**Extract provided**
————

Sunday, September 28, 2014

Muslim anger and global warming

The inability of Muslims to see any wrongdoing by their fellow Muslims seems to be common worldwide.  And we have now seen a prime example of it in Australia. A report of it below.  After a young Afghan Muslim, Numan Haider, was shot by police, the sentiment among his community seems to be that he had done no wrong.  He had simply made a "mistake" and police should not have shot him.  That the police shot him while he was stabbing them with a knife and inflicting serious injuries doesn't matter, apparently. "Infidel" police should let themselves be stabbed by Muslims seems to be the idea.  Decent people would be embarrassed that one of their number had behaved so badly but brains rotted by Islam are apparently incapable of that.

The rage is so irrational that it reminds me of a couple of other things.  In 1980 or thereabouts in Australia a Yugoslav hoodlum named Kresimir Dragosevic died in a hail of police bullets.  Mrs Dragosevic, his mother, thought it was most unfair that the police shot her dear little Kresimir.  The fact that Kresimir was shooting at the police at the time did not seem to matter.

So, clearly, for many people, reason flies out the window when their own personal interests are threatened or damaged.  Which brings me to global warming.  Warmists have the wonderful feelgood belief that they are "saving the planet" and that is far too rewarding to let facts get in the way of such a belief.  They will even let themselves be lectured by an emptyheaded High School dropout like Leonardo di Caprio on the subject if it helps to bolster their feelings of righteousness and mission.  No wonder there is so much poverty and so much suffering in the world when rationality can so easily be overwhelmed by personal emotional needs.

ANGER boiled over outside a mosque as the body of the shot teen was prepared for burial.

A man threw rocks at media waiting at the Doveton mosque after earlier being seen at Numan Haider’s family home.

The teen terror suspect’s family spoke of their devastation.

Others grieving the loss of Haider lashed out at police for shooting him.

Religious leaders told the Herald Sun Haider was expected to be buried as soon as today, after a Muslim service.

A friend who visited the family’s Endeavour Hills home said they were overwhelmed by grief. “They are very, very upset and devastated,” the family friend said.

————

**Record extracts**

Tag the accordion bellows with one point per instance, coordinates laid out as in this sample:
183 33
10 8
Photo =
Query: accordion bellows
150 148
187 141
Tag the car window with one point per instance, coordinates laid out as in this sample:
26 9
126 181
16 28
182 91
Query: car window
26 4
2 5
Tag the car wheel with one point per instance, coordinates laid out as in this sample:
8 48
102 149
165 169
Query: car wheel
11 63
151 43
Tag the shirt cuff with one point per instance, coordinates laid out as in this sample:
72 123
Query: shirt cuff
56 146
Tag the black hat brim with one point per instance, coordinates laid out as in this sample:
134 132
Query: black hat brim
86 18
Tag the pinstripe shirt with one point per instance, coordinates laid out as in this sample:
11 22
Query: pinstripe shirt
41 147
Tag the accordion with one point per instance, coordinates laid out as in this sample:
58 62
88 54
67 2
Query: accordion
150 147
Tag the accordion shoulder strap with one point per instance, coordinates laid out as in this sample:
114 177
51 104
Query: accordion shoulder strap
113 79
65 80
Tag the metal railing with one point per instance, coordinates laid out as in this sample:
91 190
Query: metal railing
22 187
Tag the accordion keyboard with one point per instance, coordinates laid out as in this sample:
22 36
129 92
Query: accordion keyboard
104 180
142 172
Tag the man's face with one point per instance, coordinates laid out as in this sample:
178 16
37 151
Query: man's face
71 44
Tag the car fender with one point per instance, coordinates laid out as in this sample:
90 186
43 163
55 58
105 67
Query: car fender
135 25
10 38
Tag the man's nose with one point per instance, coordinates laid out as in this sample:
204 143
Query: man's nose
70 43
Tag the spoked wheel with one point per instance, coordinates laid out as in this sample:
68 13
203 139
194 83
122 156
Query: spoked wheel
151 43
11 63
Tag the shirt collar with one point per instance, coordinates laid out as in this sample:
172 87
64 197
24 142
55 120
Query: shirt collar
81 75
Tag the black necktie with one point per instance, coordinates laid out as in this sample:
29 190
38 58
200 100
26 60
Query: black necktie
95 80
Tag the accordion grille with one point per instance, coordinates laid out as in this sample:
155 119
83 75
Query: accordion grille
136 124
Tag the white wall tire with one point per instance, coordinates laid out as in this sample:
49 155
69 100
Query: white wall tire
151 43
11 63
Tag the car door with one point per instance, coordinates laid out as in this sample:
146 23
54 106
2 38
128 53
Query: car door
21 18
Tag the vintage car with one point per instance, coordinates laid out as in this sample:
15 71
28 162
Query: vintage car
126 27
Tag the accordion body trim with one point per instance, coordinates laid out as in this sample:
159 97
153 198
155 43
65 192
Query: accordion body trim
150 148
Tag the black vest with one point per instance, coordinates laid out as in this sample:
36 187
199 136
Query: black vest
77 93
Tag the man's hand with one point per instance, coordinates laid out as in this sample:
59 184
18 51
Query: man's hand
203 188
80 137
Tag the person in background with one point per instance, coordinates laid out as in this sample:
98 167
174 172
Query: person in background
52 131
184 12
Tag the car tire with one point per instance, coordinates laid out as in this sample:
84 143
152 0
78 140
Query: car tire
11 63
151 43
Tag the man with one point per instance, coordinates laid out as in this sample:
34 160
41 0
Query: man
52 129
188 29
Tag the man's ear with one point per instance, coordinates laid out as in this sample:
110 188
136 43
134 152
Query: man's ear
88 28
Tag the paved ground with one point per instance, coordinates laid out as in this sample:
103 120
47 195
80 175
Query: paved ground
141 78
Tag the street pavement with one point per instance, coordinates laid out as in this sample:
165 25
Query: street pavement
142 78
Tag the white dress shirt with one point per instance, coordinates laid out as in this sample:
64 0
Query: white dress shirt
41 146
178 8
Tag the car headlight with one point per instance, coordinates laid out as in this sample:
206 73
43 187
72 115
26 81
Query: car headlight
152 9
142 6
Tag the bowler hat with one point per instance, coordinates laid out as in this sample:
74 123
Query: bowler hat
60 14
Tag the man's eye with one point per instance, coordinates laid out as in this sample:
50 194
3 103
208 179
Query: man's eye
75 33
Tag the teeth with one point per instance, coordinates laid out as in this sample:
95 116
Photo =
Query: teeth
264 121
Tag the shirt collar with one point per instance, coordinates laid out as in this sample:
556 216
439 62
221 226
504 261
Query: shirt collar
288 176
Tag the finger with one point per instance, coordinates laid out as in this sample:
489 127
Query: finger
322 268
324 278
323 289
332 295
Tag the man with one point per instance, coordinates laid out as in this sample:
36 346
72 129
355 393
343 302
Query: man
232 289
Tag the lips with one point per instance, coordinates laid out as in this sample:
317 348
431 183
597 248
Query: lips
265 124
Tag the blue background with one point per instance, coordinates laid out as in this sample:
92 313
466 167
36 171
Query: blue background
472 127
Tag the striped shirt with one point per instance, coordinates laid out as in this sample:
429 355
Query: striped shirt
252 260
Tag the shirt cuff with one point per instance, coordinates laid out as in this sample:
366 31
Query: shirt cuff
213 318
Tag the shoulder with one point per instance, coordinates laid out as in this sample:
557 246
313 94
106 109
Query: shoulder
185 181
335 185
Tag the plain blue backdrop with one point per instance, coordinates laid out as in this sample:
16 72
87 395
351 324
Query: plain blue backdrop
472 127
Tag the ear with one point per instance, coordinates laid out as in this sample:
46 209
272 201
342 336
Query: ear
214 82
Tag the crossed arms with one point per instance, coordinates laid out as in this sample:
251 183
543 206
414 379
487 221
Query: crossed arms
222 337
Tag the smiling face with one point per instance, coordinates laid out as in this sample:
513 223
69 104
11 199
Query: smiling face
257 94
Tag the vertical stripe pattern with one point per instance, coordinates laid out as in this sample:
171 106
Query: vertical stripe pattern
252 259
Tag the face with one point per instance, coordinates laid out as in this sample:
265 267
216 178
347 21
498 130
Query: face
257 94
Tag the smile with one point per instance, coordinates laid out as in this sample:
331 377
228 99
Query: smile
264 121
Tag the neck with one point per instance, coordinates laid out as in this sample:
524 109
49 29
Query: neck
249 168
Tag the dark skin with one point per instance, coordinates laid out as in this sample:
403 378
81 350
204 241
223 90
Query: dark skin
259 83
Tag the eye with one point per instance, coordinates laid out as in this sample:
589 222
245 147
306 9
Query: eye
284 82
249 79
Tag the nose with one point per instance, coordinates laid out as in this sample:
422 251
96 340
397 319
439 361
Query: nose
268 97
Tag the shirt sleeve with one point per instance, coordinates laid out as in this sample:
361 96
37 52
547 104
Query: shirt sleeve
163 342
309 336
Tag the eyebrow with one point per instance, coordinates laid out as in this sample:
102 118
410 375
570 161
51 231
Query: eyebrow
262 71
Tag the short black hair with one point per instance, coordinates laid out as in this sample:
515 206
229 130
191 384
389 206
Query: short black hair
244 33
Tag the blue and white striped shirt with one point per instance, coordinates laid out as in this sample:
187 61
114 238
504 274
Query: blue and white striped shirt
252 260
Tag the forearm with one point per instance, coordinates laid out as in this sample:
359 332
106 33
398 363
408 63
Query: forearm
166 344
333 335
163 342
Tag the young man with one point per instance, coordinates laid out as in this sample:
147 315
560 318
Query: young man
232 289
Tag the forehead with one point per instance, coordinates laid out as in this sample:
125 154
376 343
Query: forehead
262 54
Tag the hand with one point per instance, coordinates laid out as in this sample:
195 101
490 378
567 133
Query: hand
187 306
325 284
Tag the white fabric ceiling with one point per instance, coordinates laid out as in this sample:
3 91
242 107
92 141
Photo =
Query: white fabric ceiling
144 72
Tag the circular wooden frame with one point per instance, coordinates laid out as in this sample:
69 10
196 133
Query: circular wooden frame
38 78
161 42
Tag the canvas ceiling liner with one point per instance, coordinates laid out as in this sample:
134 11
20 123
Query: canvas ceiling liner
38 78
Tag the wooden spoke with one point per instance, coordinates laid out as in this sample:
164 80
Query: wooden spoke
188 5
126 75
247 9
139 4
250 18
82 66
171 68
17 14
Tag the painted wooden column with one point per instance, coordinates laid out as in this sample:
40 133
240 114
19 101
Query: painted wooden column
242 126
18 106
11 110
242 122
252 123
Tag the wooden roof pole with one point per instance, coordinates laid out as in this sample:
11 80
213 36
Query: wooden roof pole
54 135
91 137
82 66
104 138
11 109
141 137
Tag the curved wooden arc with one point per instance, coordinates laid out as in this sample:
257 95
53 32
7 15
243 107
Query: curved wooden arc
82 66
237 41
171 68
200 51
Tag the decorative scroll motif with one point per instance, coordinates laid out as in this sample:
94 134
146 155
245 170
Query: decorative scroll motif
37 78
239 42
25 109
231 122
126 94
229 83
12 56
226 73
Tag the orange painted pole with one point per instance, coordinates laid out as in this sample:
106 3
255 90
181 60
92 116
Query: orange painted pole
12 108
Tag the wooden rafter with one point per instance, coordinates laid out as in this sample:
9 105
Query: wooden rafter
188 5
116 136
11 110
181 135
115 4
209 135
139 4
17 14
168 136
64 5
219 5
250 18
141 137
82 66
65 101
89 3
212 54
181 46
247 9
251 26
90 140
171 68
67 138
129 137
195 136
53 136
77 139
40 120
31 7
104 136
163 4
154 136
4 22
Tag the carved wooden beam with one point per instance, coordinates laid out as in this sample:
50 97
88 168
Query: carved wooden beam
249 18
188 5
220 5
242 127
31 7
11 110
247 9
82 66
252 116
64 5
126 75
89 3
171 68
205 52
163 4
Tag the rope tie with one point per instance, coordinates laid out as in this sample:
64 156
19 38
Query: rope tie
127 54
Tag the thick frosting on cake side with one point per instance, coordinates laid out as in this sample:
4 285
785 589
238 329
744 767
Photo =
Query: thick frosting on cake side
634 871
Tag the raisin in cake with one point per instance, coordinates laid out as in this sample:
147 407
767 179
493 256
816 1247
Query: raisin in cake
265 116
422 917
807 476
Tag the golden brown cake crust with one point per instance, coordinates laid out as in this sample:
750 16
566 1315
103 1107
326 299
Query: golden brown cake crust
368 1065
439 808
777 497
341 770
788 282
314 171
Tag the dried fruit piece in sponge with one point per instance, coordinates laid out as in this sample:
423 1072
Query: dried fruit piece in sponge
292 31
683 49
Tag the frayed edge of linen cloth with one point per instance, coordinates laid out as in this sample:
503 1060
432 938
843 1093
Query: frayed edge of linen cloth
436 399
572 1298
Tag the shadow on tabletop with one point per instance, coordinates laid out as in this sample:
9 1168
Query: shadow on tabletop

————

**Problem set**
[1] Rewrite the post's paragraph that begins "The rage is so irrational" as a short bulleted list that keeps its main facts.
[2] Please echo the post word for word, starting with "A man threw" and going on through "of their devastation.".

**Responses by task**
[1]
- The rage seems so irrational that it brings to mind a couple of other things.
- Around 1980 in Australia, a Yugoslav hoodlum named Kresimir Dragosevic died in a hail of police bullets.
- His mother thought it most unfair that the police shot him.
- That he was shooting at the police at the time did not seem to matter.

[2]
A man threw rocks at media waiting at the Doveton mosque after earlier being seen at Numan Haider’s family home.

The teen terror suspect’s family spoke of their devastation.